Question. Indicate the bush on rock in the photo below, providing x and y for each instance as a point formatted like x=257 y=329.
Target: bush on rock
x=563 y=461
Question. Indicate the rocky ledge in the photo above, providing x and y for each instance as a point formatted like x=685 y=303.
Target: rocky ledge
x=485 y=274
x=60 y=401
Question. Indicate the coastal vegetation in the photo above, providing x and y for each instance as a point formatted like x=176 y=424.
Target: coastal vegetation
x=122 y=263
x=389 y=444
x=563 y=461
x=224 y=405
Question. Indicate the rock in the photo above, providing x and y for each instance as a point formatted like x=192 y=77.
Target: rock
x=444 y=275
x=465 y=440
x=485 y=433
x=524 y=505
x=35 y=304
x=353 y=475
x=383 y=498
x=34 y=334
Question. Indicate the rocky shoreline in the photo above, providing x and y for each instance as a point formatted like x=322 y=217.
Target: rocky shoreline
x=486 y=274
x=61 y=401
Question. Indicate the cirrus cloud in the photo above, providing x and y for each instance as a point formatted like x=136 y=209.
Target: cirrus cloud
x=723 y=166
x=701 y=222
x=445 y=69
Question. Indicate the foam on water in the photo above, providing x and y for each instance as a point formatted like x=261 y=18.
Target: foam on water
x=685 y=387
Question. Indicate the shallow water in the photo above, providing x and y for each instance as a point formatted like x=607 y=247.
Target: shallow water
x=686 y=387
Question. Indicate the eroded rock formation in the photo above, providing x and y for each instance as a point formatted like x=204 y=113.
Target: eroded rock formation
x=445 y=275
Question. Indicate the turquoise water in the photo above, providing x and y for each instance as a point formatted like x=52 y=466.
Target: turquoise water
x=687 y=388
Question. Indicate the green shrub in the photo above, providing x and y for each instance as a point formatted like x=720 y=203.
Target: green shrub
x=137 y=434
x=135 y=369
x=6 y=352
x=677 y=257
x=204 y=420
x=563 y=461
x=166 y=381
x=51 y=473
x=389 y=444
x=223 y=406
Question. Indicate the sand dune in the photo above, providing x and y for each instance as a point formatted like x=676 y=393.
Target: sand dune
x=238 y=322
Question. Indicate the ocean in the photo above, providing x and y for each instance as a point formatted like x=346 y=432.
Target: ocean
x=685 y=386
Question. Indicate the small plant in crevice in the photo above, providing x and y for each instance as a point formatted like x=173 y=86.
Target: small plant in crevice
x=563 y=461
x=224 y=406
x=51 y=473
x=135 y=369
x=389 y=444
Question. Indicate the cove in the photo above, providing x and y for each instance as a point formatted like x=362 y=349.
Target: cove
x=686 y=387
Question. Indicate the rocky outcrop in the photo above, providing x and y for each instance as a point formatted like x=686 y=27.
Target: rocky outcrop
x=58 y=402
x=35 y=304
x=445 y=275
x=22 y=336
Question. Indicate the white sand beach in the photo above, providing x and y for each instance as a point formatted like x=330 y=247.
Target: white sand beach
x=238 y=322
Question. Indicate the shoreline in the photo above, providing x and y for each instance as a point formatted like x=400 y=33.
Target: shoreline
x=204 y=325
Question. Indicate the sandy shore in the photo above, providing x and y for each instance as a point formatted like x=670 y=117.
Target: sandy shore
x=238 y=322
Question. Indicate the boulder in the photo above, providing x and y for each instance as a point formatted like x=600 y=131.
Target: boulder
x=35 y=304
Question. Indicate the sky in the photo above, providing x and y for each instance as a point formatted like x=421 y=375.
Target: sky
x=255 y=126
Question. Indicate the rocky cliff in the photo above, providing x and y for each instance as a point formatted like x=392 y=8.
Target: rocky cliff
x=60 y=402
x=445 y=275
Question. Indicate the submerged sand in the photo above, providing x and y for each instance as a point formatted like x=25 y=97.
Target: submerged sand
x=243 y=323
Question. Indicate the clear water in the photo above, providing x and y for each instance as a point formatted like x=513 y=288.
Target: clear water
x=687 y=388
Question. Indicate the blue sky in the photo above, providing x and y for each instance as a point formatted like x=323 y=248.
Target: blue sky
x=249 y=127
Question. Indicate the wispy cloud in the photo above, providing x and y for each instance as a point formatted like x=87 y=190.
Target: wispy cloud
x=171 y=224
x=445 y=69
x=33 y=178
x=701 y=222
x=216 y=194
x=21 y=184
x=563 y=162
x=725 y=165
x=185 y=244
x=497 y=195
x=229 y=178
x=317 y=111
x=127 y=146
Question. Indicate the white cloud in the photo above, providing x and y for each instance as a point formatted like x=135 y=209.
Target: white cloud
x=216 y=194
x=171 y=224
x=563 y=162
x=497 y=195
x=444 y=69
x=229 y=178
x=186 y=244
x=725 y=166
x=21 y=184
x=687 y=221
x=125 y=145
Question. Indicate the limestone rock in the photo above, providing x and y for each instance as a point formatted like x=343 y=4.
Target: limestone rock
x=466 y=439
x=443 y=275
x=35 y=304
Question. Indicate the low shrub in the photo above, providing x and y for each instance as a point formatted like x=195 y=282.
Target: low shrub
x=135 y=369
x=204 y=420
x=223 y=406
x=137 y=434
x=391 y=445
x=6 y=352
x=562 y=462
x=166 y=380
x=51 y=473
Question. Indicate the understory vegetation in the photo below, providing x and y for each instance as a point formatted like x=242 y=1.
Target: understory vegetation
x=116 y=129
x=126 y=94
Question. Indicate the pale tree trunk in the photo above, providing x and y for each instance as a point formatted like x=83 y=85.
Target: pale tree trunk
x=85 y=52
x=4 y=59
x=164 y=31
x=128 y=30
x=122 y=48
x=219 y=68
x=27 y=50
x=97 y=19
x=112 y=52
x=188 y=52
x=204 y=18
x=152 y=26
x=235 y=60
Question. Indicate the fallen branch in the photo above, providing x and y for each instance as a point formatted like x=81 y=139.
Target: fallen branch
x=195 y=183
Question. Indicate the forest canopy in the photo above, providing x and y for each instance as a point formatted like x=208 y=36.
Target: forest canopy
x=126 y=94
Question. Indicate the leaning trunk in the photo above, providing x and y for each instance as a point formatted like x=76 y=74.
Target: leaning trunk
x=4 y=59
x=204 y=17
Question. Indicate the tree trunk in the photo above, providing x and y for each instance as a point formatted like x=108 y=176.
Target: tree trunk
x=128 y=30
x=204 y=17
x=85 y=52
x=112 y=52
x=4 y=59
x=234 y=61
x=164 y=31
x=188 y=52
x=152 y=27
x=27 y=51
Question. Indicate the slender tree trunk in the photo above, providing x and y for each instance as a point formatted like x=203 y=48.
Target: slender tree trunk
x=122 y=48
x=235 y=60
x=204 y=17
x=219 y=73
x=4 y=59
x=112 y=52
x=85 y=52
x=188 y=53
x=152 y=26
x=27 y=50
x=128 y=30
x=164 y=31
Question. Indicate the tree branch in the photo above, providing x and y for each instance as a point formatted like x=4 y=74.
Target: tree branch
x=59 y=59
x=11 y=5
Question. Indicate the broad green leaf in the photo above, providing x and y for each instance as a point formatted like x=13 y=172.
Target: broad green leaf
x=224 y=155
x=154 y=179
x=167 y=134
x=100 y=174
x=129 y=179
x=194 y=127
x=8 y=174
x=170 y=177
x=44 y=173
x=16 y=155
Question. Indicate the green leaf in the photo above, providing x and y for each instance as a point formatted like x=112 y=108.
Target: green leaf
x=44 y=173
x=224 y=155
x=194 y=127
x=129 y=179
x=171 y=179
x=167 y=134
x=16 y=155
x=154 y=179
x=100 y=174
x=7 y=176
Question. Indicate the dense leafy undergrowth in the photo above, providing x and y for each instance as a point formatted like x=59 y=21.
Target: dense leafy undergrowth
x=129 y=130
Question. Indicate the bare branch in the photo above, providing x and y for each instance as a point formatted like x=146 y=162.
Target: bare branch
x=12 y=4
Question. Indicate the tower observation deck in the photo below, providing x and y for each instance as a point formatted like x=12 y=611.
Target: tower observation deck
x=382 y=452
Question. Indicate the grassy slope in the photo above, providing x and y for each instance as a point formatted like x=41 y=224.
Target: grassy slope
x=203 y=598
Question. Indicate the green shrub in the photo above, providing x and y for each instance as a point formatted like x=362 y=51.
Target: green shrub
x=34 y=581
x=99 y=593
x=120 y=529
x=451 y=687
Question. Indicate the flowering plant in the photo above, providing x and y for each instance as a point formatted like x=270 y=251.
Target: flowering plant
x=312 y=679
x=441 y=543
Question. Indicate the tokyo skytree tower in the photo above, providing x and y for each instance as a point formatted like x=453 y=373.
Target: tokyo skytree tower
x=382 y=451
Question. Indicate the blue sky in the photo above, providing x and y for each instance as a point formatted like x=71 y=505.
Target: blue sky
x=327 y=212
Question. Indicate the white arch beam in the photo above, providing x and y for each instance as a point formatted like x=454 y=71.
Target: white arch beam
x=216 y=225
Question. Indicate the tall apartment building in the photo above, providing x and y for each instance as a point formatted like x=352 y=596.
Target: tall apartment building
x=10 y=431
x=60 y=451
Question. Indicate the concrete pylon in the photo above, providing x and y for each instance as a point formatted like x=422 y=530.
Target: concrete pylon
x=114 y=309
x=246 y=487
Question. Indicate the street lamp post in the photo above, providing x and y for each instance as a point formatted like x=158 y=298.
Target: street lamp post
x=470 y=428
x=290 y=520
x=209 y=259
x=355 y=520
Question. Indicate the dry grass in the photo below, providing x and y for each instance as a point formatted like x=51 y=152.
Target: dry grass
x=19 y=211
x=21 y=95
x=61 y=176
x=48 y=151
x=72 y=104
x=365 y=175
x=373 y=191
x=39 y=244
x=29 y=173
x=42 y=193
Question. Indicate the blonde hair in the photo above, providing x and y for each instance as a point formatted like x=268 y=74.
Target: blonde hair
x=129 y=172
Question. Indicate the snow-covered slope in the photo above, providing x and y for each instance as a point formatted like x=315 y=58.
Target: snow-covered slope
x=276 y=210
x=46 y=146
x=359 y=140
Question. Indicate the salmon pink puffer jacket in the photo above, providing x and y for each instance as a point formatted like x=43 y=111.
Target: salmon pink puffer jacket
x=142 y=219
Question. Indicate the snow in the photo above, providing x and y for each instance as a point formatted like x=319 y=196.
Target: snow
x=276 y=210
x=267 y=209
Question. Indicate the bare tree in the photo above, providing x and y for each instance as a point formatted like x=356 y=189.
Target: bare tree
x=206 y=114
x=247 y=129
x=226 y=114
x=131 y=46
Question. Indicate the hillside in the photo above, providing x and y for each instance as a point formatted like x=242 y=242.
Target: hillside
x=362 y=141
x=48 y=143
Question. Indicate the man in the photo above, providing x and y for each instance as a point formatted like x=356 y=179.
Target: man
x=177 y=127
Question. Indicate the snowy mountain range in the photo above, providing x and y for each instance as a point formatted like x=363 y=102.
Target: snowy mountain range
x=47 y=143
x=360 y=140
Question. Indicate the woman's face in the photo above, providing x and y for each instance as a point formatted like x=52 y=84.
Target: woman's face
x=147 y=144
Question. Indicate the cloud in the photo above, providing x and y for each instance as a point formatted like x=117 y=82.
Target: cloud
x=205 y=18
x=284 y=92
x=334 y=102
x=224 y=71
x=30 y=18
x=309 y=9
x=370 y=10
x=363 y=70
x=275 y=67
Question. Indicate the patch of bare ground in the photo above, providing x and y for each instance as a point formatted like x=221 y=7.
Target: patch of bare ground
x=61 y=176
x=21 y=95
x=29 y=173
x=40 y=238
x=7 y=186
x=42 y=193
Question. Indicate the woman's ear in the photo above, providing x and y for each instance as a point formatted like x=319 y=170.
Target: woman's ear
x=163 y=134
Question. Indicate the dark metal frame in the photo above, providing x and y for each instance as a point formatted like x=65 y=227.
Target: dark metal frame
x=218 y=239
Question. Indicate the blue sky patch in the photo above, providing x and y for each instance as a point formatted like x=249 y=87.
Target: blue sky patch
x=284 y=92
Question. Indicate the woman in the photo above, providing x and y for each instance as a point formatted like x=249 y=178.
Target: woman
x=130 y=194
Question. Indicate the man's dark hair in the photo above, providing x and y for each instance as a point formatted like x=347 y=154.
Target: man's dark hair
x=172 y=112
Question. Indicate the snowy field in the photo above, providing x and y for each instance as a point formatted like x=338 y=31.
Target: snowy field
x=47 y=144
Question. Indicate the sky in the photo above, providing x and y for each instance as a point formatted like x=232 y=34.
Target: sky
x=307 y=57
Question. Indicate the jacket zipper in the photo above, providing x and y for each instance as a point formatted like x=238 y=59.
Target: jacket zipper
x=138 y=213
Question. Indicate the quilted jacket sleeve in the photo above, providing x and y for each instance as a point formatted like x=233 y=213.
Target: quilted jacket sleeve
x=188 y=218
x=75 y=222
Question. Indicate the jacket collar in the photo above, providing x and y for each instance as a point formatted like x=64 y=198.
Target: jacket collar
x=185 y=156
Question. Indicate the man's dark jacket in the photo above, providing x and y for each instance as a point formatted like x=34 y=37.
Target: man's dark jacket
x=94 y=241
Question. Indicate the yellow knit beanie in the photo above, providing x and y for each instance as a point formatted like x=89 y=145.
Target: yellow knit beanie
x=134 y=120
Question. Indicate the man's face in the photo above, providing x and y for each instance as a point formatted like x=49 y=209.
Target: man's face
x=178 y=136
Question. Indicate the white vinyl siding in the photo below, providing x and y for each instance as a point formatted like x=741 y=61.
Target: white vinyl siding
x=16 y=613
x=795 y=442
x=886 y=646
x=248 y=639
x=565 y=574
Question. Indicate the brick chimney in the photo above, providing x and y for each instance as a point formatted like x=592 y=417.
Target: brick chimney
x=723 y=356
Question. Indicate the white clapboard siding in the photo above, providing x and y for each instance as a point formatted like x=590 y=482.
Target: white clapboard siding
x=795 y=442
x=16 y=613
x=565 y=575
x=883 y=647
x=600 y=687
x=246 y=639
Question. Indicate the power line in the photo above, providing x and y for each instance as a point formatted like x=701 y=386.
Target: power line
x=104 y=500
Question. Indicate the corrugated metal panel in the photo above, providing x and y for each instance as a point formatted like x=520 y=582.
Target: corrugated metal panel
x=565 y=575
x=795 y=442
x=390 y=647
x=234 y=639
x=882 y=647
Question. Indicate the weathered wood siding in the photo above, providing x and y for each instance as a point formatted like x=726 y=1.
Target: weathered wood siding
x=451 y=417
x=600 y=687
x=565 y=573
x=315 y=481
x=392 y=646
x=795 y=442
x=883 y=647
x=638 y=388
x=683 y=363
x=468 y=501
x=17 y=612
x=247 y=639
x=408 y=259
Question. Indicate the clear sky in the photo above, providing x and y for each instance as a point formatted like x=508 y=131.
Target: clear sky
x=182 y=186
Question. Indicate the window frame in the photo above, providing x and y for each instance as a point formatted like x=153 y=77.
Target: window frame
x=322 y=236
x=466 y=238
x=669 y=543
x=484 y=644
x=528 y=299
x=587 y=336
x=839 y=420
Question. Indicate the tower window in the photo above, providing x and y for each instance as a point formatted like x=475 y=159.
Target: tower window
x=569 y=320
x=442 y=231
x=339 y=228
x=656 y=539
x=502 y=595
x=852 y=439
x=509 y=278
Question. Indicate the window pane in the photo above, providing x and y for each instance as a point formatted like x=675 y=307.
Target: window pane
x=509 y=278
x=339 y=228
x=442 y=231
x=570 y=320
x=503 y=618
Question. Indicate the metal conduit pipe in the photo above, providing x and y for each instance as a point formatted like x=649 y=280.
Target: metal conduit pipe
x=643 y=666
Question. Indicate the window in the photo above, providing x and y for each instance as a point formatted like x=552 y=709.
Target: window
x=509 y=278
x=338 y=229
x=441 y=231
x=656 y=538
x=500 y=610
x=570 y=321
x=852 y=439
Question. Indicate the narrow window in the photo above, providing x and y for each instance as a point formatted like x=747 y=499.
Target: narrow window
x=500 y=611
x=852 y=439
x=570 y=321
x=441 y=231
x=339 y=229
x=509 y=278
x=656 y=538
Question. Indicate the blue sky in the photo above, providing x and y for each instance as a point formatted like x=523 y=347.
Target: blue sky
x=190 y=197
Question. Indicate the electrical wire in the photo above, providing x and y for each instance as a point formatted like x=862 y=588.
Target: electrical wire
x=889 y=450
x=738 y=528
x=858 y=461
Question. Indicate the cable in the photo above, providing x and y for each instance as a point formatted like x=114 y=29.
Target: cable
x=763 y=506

■ ■ ■ ■

Lines from the top of the data above through the line containing "Question. Indicate the rock in" must be repeated exactly. All other lines stay out.

Question. Indicate the bush on rock in the photo below, providing x and y for each instance as a point formatted like x=257 y=329.
Target: bush on rock
x=563 y=461
Question. Indicate the rocky ledge in the photo above, providing x and y for each instance as a point formatted like x=685 y=303.
Target: rocky ledge
x=485 y=274
x=60 y=401
Question. Indicate the coastal vegetation in the photo above, providing x and y for each instance as a point formatted like x=176 y=424.
Target: coastal vegetation
x=122 y=263
x=389 y=444
x=563 y=461
x=224 y=405
Question. Indicate the rock in the photo above, providing x and y for each instance as a point formatted like x=192 y=77.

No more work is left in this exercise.